Année : 2011. Durée : 51'
Fiche technique :
Réalisation, concept, image : Gérard Courant.
Son : Aurélie Brenachot, Gérard Courant.
Interprétation : Jean Douchet et le public du cinéma Devosge de Dijon (France).
Production : Les Amis de Cinématon, Les Archives de l’Art Cinématonique, La Fondation Gérard Courant.
Diffusion : Les Amis de Cinématon.
Tournage : 15 novembre 2011 à Dijon (France).
Format de tournage : Vidéo Mini-DV.
Cadre : 4/3.
Procédé : Noir et blanc et couleur.
Collections publiques :
BNF (Bibliothèque nationale de France), Paris (France).
Cinémathèque de Bourgogne-Jean Douchet, Dijon (France).
Première diffusion publique : 8 avril 2012, site YouTube.
Principaux lieux de diffusion :
Site YouTube, 2012.
Jean Douchet analyse « Vivre sa vie » de Jean-Luc Godard au cinéma Devosge de Dijon est un épisode des Carnets filmés de Gérard Courant. Cette partie a été tournée le 15 novembre 2011 à Dijon à l’occasion de la carte blanche que la Cinémathèque de Bourgogne-Jean Douchet avait offert au cinéaste et qui était organisée en parallèle à la rétrospective de ses films (à Dijon) et à l’intégrale Cinématon (à Chalon-sur-Saône).
Le critique de cinéma et cinéaste Jean Douchet, qui a prêté son nom à la Cinémathèque de Bourgogne fondée par Nicholas Petiot, anime régulièrement les ciné-clubs de la Cinémathèque française à Paris et des Cinémathèques de Nice et de Bourgogne à Dijon.
Lors de cette séance, Jean Douchet analyse Vivre sa vie, le chef d’œuvre que Jean-Luc Godard a réalisé en 1962 avec la magique Anna Karina.
Comme de coutume, Jean Douchet intervient après la projection du film. Dans un premier temps, il présente et analyse l’œuvre puis, dans un second temps, il donne la parole au public et répond aux questions des spectateurs.
Inutile de présenter la teneur du film de Gérard Courant puisque tout est contenu dans le titre de ce nouvel épisode des Carnets filmés, entreprise prométhéenne qui ravira aussi bien les cinéphiles des temps futurs que les sociologues et anthropologues qui pourront puiser dans ces archives cinématographiques comme dans une mine d'or.
A l'occasion de la rétrospective qui lui a été consacrée à Dijon, Gérard Courant s'est vu offrir une « carte blanche » par la Cinémathèque de Bourgogne et a invité Jean Douchet à venir analyser le film de Jean-Luc Godard Vivre sa vie (un des plus beaux du cinéaste, pourtant peu avare en chefs-d’œuvre).

● **Relevé des données**:
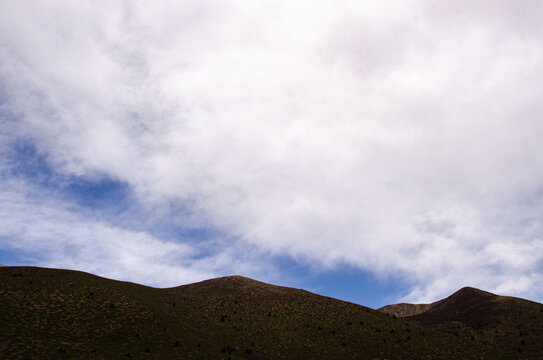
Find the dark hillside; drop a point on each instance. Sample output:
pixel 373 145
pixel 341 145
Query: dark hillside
pixel 61 314
pixel 506 322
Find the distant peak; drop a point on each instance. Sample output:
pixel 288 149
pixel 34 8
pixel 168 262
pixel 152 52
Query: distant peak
pixel 468 290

● **Travail à réaliser**:
1. D'après la présentation du carnet filmé de Gérard Courant, quand et dans quelle ville l'épisode a-t-il été tourné ?
2. Énumérez toutes les structures de production mentionnées dans la présentation du carnet filmé de Gérard Courant.
3. Poursuivez la présentation du carnet filmé de Gérard Courant à partir de sa dernière phrase.

● **Résultats obtenus**:
1. Le 15 novembre 2011, à Dijon.

2. Les Amis de Cinématon, Les Archives de l’Art Cinématonique, La Fondation Gérard Courant.

3.
Quiconque a eu la chance d'écouter Jean Douchet parler d'un film sait à quel point la parole du critique est précieuse et qu'il n'est pas inutile de la fixer sur pellicule (ou sur une bande vidéo comme ici). Douchet est un équilibriste qui avance sans filet : il n'a visiblement aucunement préparé son intervention mais il parvient pourtant à analyser en profondeur l’œuvre de Godard, une idée en faisant jaillir une autre, et les (rares) interventions des spectateurs lui permettant de rebondir, de digresser, de faire progresser une pensée jamais figée et toujours passionnante.
Mais plus que le contenu, c'est également la forme de ce « carnet filmé » qui séduit. Contrairement à ce que l'on pourrait parfois penser, Gérard Courant ne se contente pas de filmer au petit bonheur la chance avec sa caméra vidéo comme un quelconque vidéaste amateur. Ses films sont travaillés et même les quelques « scories » qui peuvent subsister font partie de son projet.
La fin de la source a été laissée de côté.